REQUIRED ACTION:
Line by line, repeat the data below exactly, beginning at the first line and ending at the line with "of the forested". Omit pictures.

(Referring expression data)
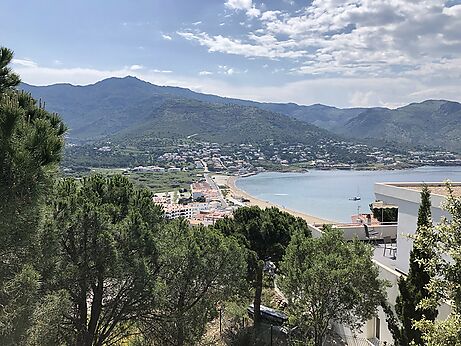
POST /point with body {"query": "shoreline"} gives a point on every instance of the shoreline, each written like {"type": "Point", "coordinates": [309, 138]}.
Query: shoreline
{"type": "Point", "coordinates": [238, 193]}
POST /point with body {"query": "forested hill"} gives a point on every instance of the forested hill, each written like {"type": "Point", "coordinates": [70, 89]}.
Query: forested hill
{"type": "Point", "coordinates": [433, 123]}
{"type": "Point", "coordinates": [120, 105]}
{"type": "Point", "coordinates": [129, 108]}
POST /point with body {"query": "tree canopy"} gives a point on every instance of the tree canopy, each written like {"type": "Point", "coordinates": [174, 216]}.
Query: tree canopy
{"type": "Point", "coordinates": [31, 142]}
{"type": "Point", "coordinates": [100, 248]}
{"type": "Point", "coordinates": [413, 288]}
{"type": "Point", "coordinates": [265, 233]}
{"type": "Point", "coordinates": [202, 268]}
{"type": "Point", "coordinates": [327, 280]}
{"type": "Point", "coordinates": [445, 275]}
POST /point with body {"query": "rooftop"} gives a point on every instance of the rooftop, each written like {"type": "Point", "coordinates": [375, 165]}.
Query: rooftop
{"type": "Point", "coordinates": [436, 188]}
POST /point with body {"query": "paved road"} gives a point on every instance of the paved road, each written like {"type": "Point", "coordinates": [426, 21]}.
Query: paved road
{"type": "Point", "coordinates": [214, 186]}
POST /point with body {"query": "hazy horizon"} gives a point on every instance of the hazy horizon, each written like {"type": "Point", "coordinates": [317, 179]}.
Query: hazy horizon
{"type": "Point", "coordinates": [344, 54]}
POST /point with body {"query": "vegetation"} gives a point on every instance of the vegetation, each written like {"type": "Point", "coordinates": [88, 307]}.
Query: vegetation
{"type": "Point", "coordinates": [445, 271]}
{"type": "Point", "coordinates": [265, 233]}
{"type": "Point", "coordinates": [129, 109]}
{"type": "Point", "coordinates": [202, 269]}
{"type": "Point", "coordinates": [31, 140]}
{"type": "Point", "coordinates": [99, 247]}
{"type": "Point", "coordinates": [112, 105]}
{"type": "Point", "coordinates": [327, 280]}
{"type": "Point", "coordinates": [433, 123]}
{"type": "Point", "coordinates": [413, 288]}
{"type": "Point", "coordinates": [159, 182]}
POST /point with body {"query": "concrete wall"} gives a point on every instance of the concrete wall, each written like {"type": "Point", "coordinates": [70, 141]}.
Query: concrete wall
{"type": "Point", "coordinates": [358, 231]}
{"type": "Point", "coordinates": [408, 201]}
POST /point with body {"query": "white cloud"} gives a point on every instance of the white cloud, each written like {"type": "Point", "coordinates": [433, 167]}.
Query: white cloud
{"type": "Point", "coordinates": [259, 46]}
{"type": "Point", "coordinates": [253, 12]}
{"type": "Point", "coordinates": [136, 67]}
{"type": "Point", "coordinates": [356, 38]}
{"type": "Point", "coordinates": [239, 4]}
{"type": "Point", "coordinates": [341, 91]}
{"type": "Point", "coordinates": [161, 71]}
{"type": "Point", "coordinates": [24, 62]}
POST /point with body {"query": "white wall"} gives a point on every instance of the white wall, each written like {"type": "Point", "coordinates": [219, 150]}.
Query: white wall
{"type": "Point", "coordinates": [408, 201]}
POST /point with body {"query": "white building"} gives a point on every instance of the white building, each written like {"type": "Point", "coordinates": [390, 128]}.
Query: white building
{"type": "Point", "coordinates": [407, 196]}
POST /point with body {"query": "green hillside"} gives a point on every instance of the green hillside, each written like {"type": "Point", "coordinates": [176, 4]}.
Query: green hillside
{"type": "Point", "coordinates": [180, 118]}
{"type": "Point", "coordinates": [128, 107]}
{"type": "Point", "coordinates": [434, 123]}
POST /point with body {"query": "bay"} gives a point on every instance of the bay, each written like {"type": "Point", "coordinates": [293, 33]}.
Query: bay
{"type": "Point", "coordinates": [326, 194]}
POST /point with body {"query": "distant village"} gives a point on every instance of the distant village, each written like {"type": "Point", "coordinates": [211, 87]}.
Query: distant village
{"type": "Point", "coordinates": [241, 159]}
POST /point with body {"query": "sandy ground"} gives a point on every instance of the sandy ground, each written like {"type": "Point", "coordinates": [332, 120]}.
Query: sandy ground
{"type": "Point", "coordinates": [237, 194]}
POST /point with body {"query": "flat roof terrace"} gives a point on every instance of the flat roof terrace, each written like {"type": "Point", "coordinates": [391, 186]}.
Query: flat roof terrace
{"type": "Point", "coordinates": [438, 188]}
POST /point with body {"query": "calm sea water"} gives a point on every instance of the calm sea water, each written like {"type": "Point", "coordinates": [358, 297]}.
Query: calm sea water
{"type": "Point", "coordinates": [326, 193]}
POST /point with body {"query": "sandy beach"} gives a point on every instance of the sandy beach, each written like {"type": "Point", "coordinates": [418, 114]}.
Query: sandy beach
{"type": "Point", "coordinates": [237, 193]}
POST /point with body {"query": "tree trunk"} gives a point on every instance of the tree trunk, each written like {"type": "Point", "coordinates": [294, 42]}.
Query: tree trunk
{"type": "Point", "coordinates": [96, 306]}
{"type": "Point", "coordinates": [258, 292]}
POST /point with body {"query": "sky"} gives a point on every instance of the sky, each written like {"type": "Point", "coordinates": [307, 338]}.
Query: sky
{"type": "Point", "coordinates": [340, 53]}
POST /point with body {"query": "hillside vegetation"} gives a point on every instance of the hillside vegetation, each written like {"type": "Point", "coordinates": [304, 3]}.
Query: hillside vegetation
{"type": "Point", "coordinates": [127, 107]}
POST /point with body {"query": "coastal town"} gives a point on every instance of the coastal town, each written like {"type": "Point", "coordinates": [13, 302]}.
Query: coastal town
{"type": "Point", "coordinates": [248, 158]}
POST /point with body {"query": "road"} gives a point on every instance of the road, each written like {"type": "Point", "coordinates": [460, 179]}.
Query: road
{"type": "Point", "coordinates": [214, 186]}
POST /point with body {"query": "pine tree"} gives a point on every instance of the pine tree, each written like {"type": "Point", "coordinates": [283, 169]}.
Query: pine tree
{"type": "Point", "coordinates": [413, 288]}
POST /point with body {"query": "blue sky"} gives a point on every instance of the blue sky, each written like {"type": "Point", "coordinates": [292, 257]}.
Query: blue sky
{"type": "Point", "coordinates": [341, 53]}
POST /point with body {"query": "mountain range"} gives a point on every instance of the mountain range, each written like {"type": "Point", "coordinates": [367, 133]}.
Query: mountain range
{"type": "Point", "coordinates": [127, 107]}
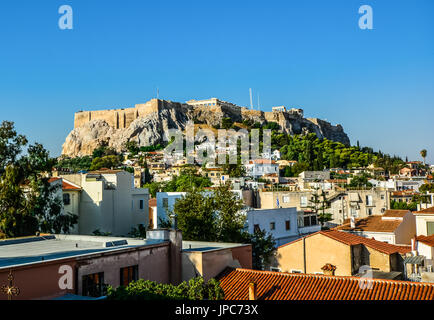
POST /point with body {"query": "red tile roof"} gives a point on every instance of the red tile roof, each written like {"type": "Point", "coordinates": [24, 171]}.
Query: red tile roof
{"type": "Point", "coordinates": [395, 213]}
{"type": "Point", "coordinates": [352, 239]}
{"type": "Point", "coordinates": [371, 223]}
{"type": "Point", "coordinates": [428, 240]}
{"type": "Point", "coordinates": [426, 211]}
{"type": "Point", "coordinates": [291, 286]}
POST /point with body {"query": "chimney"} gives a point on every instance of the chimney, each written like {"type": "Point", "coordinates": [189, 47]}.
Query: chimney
{"type": "Point", "coordinates": [414, 246]}
{"type": "Point", "coordinates": [252, 290]}
{"type": "Point", "coordinates": [329, 269]}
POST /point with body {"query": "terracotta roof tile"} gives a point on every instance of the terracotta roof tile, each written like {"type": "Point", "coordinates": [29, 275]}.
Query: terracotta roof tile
{"type": "Point", "coordinates": [65, 185]}
{"type": "Point", "coordinates": [290, 286]}
{"type": "Point", "coordinates": [428, 240]}
{"type": "Point", "coordinates": [352, 239]}
{"type": "Point", "coordinates": [426, 211]}
{"type": "Point", "coordinates": [371, 223]}
{"type": "Point", "coordinates": [395, 213]}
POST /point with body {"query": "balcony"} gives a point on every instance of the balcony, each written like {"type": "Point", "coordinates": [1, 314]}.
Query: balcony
{"type": "Point", "coordinates": [309, 229]}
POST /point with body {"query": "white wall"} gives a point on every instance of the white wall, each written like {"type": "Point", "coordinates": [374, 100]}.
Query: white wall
{"type": "Point", "coordinates": [263, 217]}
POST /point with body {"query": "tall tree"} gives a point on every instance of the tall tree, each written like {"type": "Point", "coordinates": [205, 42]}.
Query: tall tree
{"type": "Point", "coordinates": [218, 217]}
{"type": "Point", "coordinates": [28, 201]}
{"type": "Point", "coordinates": [423, 153]}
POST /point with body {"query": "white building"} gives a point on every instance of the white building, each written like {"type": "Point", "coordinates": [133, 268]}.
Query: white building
{"type": "Point", "coordinates": [257, 168]}
{"type": "Point", "coordinates": [105, 200]}
{"type": "Point", "coordinates": [425, 222]}
{"type": "Point", "coordinates": [284, 224]}
{"type": "Point", "coordinates": [166, 202]}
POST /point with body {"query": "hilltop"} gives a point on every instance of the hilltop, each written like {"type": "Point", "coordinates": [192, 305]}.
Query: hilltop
{"type": "Point", "coordinates": [149, 122]}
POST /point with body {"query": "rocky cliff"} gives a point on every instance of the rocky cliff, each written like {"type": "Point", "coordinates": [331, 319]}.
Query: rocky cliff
{"type": "Point", "coordinates": [149, 123]}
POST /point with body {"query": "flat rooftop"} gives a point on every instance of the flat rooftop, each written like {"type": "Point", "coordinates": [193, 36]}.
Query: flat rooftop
{"type": "Point", "coordinates": [22, 251]}
{"type": "Point", "coordinates": [203, 246]}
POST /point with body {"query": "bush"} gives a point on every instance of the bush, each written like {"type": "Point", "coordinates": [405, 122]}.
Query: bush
{"type": "Point", "coordinates": [194, 289]}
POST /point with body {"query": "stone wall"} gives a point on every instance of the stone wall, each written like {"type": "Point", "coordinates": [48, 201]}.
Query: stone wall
{"type": "Point", "coordinates": [117, 118]}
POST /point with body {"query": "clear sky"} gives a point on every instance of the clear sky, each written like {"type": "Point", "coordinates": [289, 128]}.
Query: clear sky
{"type": "Point", "coordinates": [379, 84]}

WRITTEN ANSWER:
POST /point with body {"query": "shoreline"} gives a point on every instance of the shoreline, each written like {"type": "Point", "coordinates": [309, 138]}.
Query: shoreline
{"type": "Point", "coordinates": [238, 193]}
POST /point with body {"query": "forested hill"} gives a point on every instance of the forested hill, each written like {"type": "Point", "coordinates": [70, 89]}.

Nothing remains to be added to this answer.